- **Source passage**
=-=-=-=-=

During the open floor period, it became clear that almost all components on the components list[11] were listed as not requiring help. The group thought this was probably not desired, so Adam Williamson and Edward Kirk promised to look into it.

The next QA weekly meeting will be held on 2010-02-15 at 1600 UTC in #fedora-meeting. The next Bugzappers weekly meeting will be held on 2010-02-16 at 1500 UTC in #fedora-meeting.

Fedora 13 Alpha test compose

Rui He outlined[1] the upcoming Fedora 13 Alpha test compose validation testing schedule, with the release due 2010-02-11 and desktop and installation validation testing due to run through 2010-02-17. She linked to the installation[2] and desktop[3] results matrices, and asked group members to contribute results if they could.

Automated live image testing

Jon Jaroker kindly explained[1] some work he has been doing on implemented ongoing automated testing of the Fedora live desktop image. His goal is to have an automated testing system which tests both the boot process and some basic desktop functionality using automated scripts, and flags up regressions. Adam Williamson thanked Jon for his work[2] and suggested he co-ordinate with Adam Miller on live image automation, and consider integrating his work into the AutoQA framework[3].

Translation

This section covers the news surrounding the Fedora Translation (L10n) Project[1].

Contributing Writer: Runa Bhattacharjee

Upcoming Fedora 13 Tasks

The software string freeze for Fedora 13 is scheduled for 16th February 2010. Subsequently, the final software translation period starts from 16ht February 2010 and would end on 23rd March 2010[1].

=-=-=-=-=

- **Short exercise a**
Lay out every line of the records below as a JSON list of strings, one string per line, with blank lines omitted and the pictures left out.

=-=-=-=-=

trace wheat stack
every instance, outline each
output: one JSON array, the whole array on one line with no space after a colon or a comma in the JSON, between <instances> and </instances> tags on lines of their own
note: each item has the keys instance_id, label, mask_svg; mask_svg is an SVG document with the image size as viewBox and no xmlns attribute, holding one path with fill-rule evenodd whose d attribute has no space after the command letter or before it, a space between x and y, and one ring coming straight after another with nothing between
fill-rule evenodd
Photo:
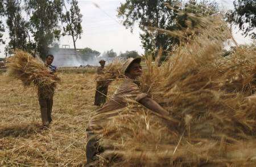
<instances>
[{"instance_id":1,"label":"wheat stack","mask_svg":"<svg viewBox=\"0 0 256 167\"><path fill-rule=\"evenodd\" d=\"M112 166L256 165L255 47L221 57L231 35L220 16L160 67L147 61L141 88L178 123L136 102L109 118L97 162ZM100 125L100 123L99 123Z\"/></svg>"},{"instance_id":2,"label":"wheat stack","mask_svg":"<svg viewBox=\"0 0 256 167\"><path fill-rule=\"evenodd\" d=\"M25 87L33 84L46 96L53 94L56 82L60 80L42 61L22 50L16 50L14 55L8 58L7 67L10 76L21 80Z\"/></svg>"}]
</instances>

=-=-=-=-=

- **Short exercise b**
Do these statements agree with the Fedora news excerpt? Answer yes or no for each and quote the deciding words. (i) The next Bugzappers weekly meeting is set for 2010-02-16 at 1500 UTC. (ii) Jon Jaroker's automated system is meant to test only the boot process. (iii) The Fedora 13 software string freeze is scheduled for 16th February 2010.

- **Task response a**
[
  "trace wheat stack",
  "every instance, outline each",
  "output: one JSON array, the whole array on one line with no space after a colon or a comma in the JSON, between <instances> and </instances> tags on lines of their own",
  "note: each item has the keys instance_id, label, mask_svg; mask_svg is an SVG document with the image size as viewBox and no xmlns attribute, holding one path with fill-rule evenodd whose d attribute has no space after the command letter or before it, a space between x and y, and one ring coming straight after another with nothing between",
  "fill-rule evenodd",
  "Photo:",
  "<instances>",
  "[{\"instance_id\":1,\"label\":\"wheat stack\",\"mask_svg\":\"<svg viewBox=\\\"0 0 256 167\\\"><path fill-rule=\\\"evenodd\\\" d=\\\"M112 166L256 165L255 47L221 57L231 35L220 16L160 67L147 61L141 88L178 123L136 102L109 118L97 162ZM100 125L100 123L99 123Z\\\"/></svg>\"},{\"instance_id\":2,\"label\":\"wheat stack\",\"mask_svg\":\"<svg viewBox=\\\"0 0 256 167\\\"><path fill-rule=\\\"evenodd\\\" d=\\\"M25 87L33 84L46 96L53 94L56 82L60 80L42 61L22 50L16 50L14 55L8 58L7 67L10 76L21 80Z\\\"/></svg>\"}]",
  "</instances>"
]

- **Task response b**
(i) Yes: "The next Bugzappers weekly meeting will be held on 2010-02-16 at 1500 UTC in #fedora-meeting."
(ii) No: "tests both the boot process and some basic desktop functionality"
(iii) Yes: "The software string freeze for Fedora 13 is scheduled for 16th February 2010."